[Dataset entries]
━━━━━━━━━━━━━━━━━━━━

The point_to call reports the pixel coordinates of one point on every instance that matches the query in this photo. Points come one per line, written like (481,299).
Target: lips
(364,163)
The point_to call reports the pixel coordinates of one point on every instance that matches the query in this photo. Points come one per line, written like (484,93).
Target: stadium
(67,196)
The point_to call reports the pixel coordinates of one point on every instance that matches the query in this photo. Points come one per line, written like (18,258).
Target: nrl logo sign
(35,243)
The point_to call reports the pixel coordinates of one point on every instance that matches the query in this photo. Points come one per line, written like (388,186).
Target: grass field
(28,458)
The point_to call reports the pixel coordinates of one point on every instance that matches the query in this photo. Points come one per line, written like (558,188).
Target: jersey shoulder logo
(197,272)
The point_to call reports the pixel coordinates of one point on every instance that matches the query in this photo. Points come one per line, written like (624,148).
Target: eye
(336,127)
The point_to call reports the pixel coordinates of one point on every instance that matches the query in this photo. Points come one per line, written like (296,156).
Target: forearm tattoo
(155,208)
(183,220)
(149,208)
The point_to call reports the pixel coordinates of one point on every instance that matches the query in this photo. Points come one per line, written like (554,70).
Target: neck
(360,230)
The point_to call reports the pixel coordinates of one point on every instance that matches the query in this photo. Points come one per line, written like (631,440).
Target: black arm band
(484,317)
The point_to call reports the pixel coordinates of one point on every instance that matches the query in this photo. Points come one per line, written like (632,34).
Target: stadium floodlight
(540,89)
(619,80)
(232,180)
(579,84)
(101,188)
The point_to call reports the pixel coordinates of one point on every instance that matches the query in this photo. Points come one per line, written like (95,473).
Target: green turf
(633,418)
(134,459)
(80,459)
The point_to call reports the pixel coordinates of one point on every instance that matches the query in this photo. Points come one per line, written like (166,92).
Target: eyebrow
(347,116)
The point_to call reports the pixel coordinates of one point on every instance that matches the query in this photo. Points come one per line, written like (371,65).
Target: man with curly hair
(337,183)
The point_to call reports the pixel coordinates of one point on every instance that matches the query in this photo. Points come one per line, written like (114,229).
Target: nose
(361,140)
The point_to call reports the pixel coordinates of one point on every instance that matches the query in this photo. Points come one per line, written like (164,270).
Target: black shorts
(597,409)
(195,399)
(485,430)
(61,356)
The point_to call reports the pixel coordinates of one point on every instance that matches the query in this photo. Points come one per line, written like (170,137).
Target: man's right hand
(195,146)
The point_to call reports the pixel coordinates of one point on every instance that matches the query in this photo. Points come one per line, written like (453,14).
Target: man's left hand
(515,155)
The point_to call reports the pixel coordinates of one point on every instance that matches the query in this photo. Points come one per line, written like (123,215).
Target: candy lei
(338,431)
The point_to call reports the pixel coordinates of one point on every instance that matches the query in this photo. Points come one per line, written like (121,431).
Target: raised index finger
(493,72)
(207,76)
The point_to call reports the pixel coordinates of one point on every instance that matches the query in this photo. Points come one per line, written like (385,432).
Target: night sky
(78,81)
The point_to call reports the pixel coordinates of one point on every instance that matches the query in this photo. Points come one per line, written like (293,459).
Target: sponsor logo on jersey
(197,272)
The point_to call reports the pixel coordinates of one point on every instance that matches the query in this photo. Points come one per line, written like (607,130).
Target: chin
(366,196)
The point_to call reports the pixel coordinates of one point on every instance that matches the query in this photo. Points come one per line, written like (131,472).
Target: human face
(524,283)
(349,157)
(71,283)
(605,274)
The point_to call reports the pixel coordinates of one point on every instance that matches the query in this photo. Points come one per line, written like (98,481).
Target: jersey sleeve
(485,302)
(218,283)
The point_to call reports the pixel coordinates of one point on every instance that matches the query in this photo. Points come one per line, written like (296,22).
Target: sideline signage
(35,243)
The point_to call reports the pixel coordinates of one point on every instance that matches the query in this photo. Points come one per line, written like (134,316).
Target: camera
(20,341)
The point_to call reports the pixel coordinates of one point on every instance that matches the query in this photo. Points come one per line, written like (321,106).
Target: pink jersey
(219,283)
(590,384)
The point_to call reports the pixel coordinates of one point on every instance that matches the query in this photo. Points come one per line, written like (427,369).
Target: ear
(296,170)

━━━━━━━━━━━━━━━━━━━━

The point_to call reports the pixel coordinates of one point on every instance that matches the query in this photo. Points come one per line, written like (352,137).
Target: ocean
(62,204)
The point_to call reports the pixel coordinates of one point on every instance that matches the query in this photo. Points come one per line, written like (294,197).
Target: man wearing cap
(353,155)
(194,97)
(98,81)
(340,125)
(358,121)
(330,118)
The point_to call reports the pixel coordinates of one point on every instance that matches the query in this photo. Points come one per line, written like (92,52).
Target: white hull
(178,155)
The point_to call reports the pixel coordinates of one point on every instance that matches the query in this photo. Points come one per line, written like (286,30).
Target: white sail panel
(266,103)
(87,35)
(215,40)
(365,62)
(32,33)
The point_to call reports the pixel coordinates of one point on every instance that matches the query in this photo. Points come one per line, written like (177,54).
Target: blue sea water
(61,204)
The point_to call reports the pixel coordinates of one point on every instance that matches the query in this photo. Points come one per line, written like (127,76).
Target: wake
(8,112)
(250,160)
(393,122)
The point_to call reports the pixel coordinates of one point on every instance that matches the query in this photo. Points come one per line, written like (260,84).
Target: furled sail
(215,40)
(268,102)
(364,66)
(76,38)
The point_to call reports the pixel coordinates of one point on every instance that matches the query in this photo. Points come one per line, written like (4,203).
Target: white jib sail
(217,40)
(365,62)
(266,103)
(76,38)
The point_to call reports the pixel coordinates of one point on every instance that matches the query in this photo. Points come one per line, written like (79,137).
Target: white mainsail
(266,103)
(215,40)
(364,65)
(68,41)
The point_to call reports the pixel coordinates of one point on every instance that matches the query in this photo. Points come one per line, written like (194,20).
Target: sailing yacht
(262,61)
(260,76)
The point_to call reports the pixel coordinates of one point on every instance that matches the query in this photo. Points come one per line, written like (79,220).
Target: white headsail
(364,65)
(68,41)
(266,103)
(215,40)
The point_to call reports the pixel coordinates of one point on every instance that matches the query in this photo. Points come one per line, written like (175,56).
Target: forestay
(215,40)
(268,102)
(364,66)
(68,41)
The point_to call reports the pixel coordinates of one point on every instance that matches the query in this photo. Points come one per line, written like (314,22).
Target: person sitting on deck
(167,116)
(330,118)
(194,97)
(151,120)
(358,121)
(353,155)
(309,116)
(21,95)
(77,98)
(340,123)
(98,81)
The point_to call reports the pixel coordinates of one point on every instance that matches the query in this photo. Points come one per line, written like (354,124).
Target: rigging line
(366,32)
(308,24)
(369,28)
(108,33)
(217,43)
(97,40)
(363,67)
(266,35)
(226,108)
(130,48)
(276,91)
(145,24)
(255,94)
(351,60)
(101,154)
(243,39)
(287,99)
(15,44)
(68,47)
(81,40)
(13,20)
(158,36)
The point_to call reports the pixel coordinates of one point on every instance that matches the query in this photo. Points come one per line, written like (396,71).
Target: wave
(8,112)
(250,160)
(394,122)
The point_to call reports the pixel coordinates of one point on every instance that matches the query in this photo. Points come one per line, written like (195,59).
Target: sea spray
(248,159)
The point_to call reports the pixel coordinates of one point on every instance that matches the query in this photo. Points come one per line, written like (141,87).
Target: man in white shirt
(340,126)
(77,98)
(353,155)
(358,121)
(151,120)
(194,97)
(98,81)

━━━━━━━━━━━━━━━━━━━━

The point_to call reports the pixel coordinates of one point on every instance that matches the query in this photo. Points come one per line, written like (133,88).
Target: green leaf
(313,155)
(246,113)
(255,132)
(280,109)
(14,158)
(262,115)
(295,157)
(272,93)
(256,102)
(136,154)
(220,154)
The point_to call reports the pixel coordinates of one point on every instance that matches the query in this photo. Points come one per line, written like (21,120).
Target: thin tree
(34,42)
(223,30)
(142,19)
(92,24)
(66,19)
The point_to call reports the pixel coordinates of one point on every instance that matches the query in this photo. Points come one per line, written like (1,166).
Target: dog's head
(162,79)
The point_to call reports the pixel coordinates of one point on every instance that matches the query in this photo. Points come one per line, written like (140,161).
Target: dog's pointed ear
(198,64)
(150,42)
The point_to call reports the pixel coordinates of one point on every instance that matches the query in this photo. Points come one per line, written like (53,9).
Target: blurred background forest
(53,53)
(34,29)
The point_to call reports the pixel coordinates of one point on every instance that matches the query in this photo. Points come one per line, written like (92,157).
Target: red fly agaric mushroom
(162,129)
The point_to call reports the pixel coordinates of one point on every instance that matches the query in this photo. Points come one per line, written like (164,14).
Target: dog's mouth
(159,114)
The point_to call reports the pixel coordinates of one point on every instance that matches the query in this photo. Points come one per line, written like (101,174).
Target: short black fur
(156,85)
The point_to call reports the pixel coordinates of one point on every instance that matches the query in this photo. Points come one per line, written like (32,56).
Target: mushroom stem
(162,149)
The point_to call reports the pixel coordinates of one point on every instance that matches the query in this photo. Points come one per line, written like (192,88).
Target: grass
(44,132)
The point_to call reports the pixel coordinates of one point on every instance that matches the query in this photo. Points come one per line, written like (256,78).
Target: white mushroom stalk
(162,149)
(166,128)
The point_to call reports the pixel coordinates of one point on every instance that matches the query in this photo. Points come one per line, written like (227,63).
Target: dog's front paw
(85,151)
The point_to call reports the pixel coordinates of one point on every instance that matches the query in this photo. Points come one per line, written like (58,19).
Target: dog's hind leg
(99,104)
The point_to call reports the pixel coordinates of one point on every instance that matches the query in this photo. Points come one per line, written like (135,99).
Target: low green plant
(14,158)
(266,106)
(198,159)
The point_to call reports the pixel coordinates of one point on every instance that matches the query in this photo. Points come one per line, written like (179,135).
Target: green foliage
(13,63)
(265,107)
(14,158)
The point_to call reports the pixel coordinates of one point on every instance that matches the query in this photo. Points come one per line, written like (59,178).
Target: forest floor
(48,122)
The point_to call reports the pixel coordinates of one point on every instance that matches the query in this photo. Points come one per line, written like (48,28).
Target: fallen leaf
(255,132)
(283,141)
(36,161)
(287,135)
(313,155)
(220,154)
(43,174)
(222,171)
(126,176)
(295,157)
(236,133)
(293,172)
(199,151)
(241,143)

━━━━━━━━━━━━━━━━━━━━

(What the task asks):
Starting at the line that contains "written like (385,432)." and stopping after the line that contains "written like (98,481).", write out every line exactly as it appears above, and no other line.

(Response for this exercise):
The point_to call reports the pixel coordinates of one point on every instance that matches the query in this photo. Points come one per line, written like (385,432).
Target: night sky
(78,81)
The point_to call reports the pixel coordinates of one point on every instance that matches the query in this photo. Points come one per line, written like (293,459).
Target: sponsor logo on jersey
(197,272)
The point_to call reports the pixel coordinates of one point on every instance that matches the query in this photo. Points come one per line, written like (607,130).
Target: chin
(366,196)
The point_to call reports the pixel coordinates of one point on every instance that matches the query in this photo. Points come one per line, written like (131,472).
Target: human face
(524,283)
(349,157)
(71,283)
(605,274)
The point_to call reports the pixel coordinates of one point on every instance that matches the query in this photo. Points come one per line, written like (98,481).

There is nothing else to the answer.